"""

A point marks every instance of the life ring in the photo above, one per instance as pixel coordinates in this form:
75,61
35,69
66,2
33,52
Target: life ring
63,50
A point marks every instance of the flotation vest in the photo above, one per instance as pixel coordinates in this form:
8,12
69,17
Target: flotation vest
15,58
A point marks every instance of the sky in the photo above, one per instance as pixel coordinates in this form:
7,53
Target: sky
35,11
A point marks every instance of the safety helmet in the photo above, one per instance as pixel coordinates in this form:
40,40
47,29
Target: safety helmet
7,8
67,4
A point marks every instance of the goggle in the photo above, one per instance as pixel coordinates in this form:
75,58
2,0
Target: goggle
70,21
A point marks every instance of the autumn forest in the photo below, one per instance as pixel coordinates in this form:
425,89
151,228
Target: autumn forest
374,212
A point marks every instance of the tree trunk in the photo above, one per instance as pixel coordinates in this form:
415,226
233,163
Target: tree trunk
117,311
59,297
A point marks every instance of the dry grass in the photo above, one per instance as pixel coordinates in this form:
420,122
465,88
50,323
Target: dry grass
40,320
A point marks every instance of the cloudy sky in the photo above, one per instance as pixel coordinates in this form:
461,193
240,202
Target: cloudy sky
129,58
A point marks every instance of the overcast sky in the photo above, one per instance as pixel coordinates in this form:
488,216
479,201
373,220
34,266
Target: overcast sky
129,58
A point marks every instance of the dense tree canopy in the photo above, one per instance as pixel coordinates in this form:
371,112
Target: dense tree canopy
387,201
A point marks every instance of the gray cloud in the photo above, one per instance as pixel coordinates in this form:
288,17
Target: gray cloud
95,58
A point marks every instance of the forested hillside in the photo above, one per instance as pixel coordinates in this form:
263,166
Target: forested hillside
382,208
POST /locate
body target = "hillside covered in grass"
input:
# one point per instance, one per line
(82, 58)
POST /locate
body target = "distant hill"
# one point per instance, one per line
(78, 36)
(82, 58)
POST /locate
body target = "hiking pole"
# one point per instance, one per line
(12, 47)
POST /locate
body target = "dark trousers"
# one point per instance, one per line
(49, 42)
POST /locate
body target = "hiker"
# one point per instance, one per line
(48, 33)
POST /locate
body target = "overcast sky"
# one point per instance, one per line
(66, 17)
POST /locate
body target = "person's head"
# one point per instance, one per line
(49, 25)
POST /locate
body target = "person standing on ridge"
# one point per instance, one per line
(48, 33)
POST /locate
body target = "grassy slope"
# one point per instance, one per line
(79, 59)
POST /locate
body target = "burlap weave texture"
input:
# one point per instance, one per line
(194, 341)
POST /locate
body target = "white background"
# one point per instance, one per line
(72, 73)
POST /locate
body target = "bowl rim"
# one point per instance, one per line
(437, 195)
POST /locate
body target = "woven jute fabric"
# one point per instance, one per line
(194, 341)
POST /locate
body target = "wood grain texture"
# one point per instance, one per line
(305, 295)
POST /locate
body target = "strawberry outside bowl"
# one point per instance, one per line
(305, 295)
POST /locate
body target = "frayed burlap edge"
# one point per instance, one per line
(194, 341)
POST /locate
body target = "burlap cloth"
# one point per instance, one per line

"""

▸ WHAT YOU SHOULD DO:
What you need to do is repeat every record above exactly.

▸ OUTPUT OF THE EXERCISE:
A point marks every instance of the life ring in the photo above, one per instance as pixel coordinates in this form:
75,61
35,69
66,2
33,52
Target: life ring
63,50
A point marks every instance of the flotation vest in the photo above, one per instance as pixel coordinates in this form:
8,12
69,17
Target: flotation vest
15,58
A point marks every instance of the sky in the photo above, one per instance as pixel coordinates in this form:
7,53
Target: sky
35,11
A point marks every instance of the safety helmet in the photo above, one per instance as pixel coordinates in this form:
40,40
47,29
Target: safety helmet
7,8
67,4
A point marks every instance of the goggle in the photo above, one per instance as pixel coordinates in this form:
75,58
2,0
Target: goggle
70,21
A point marks every instance of the autumn forest in the photo below, one per instance as pixel coordinates in this form:
425,89
151,228
Target: autumn forest
374,212
A point marks every instance of the tree trunk in the photo above, one per instance as pixel coordinates in this form:
415,226
233,163
Target: tree trunk
117,311
59,297
A point marks every instance of the dry grass in the photo above, one per instance as pixel coordinates in this form:
420,122
465,88
50,323
Target: dry grass
40,320
A point marks every instance of the cloudy sky in the photo above, one per instance as pixel coordinates in this form:
461,193
240,202
Target: cloudy sky
129,58
A point marks every instance of the overcast sky in the photo above, one per instance as pixel coordinates in this form:
488,216
479,201
373,220
34,266
Target: overcast sky
129,58
A point marks every instance of the dense tree canopy in the photo above, one per instance as pixel coordinates in this form:
371,112
Target: dense tree canopy
387,201
A point marks every instance of the gray cloud in the photo above, one per instance as pixel coordinates in this form:
288,17
Target: gray cloud
95,58
A point marks every instance of the forested hillside in the photo above, one per instance as pixel coordinates in this form:
263,166
Target: forested hillside
382,208
POST /locate
body target = "hillside covered in grass"
input:
# one point per instance, one per line
(82, 58)
POST /locate
body target = "distant hill"
# one point per instance, one per line
(78, 36)
(82, 58)
POST /locate
body target = "hiking pole"
# one point per instance, one per line
(12, 47)
POST /locate
body target = "dark trousers"
# one point per instance, one per line
(49, 42)
POST /locate
body target = "hiker"
# one point per instance, one per line
(48, 33)
POST /locate
body target = "overcast sky"
# one point per instance, one per line
(66, 17)
POST /locate
body target = "person's head"
# one point per instance, one per line
(49, 25)
POST /locate
body target = "person standing on ridge"
# one point per instance, one per line
(48, 33)
POST /locate
body target = "grassy slope"
# one point per instance, one per line
(79, 59)
POST /locate
body target = "burlap weave texture"
input:
# one point per instance, one per line
(194, 341)
POST /locate
body target = "white background"
# one point per instance, one per line
(72, 73)
POST /locate
body target = "bowl rim"
# one point per instance, one per line
(437, 195)
POST /locate
body target = "woven jute fabric"
# one point per instance, one per line
(194, 341)
POST /locate
body target = "wood grain texture"
# one point per instance, one per line
(305, 295)
POST /locate
body target = "strawberry outside bowl"
# one point per instance, one per line
(305, 295)
POST /locate
body target = "frayed burlap edge"
# one point per instance, one per line
(194, 341)
POST /locate
body target = "burlap cloth"
# one point per instance, one per line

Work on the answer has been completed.